Extrait présenté.
Alors que Jacob Zuma et le Congrès National Africain (ANC) sont assurés de remporter la victoire lors des élections qui ont eu lieu le 22 avril en Afrique du Sud, William Gumede examine l’ascension vers le pouvoir de son dirigeant et ses efforts auprès de la majorité noire paupérisée pour se présenter comme étant fondamentalement différent de son ancien rival Thabo Mbeki. En s’autoproclamant «champion» des pauvres, Zuma doit le succès de sa campagne électorale à son habile exploitation de la dichotomie entre riches et pauvres, orientant ainsi les élections à son propre profit, argumente Gumede. Ayant généré des attentes très élevées, pour ne pas dire fiévreuses, auprès des pauvres d’Afrique du Sud, le succès de la présidence de Zuma va dépendre de sa capacité à exploiter les talents des populations à un moment où l’économie n’est guère favorable, conclut l’auteur.
Jacob Zuma et l’ANC, le parti au pouvoir en Afrique du Sud, ont gagné les élections du 22 avril après avoir réussi à transformer ces consultations en une confrontation entre, d’une part les Noirs et les Blancs des classes aisées, d’autre part la majorité noire dépossédée, évitant ainsi que les élections soient le verdict quant à la politique menée par le gouvernement au pouvoir.

Lignes extraites.
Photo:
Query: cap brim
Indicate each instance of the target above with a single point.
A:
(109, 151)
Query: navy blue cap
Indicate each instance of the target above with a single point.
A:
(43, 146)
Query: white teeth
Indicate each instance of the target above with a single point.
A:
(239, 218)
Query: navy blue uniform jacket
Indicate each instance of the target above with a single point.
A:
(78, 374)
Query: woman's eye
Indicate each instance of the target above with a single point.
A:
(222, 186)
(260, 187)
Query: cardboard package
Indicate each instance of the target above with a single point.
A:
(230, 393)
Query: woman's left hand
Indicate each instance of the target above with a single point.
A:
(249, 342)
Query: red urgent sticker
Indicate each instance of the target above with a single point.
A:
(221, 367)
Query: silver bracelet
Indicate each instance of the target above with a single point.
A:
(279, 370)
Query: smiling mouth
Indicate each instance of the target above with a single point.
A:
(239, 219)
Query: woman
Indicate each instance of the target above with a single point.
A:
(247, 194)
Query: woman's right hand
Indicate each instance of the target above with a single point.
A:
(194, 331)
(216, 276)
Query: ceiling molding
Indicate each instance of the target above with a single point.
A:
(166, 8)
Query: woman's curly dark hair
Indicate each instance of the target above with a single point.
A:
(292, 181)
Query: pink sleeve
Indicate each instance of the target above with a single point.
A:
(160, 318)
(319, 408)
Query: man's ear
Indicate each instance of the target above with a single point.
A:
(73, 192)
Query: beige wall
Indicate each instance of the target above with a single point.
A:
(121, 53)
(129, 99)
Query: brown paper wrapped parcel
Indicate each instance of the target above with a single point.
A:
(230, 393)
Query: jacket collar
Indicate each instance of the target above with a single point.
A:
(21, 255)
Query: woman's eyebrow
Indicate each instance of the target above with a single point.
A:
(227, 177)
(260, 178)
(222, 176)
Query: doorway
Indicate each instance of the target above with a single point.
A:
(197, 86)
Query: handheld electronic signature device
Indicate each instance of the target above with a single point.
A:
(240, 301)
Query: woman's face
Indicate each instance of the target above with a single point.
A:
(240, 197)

Consignes.
A: D'après l'extrait sur la victoire de Jacob Zuma, qui était son ancien rival ?
B: Poursuivez l'extrait sur la victoire de Jacob Zuma et de l'ANC en reprenant après sa dernière phrase.
Les lignes ne servent pas pour ce travail.

Réponses par consigne.
A: Thabo Mbeki.

B:
En dehors de quelques exceptions, après 15 ans de pouvoir, peu de choses ont changé pour la plupart des Sud Africains noirs qui vivent toujours dans une pauvreté accablante, sans emploi et sans logement. Et pourtant, Zuma aura gagné les élections grâce aux voix de la plupart des Sud Africains pauvres, dont la vie a connu peu de changements depuis que le pays est devenu une démocratie en 1994. Pendant sa campagne électorale, Zuma a réussi à se dépeindre comme étant lui-même pauvre. Suite à son exclusion de l’administration de l’ancien président Thabo Mbeki, dont il a été le vice président et allié jusqu’à son éviction pour des allégations de corruption en 2005, il s’est présenté comme étant aussi un exclus, victime des mêmes discriminations que les pauvres.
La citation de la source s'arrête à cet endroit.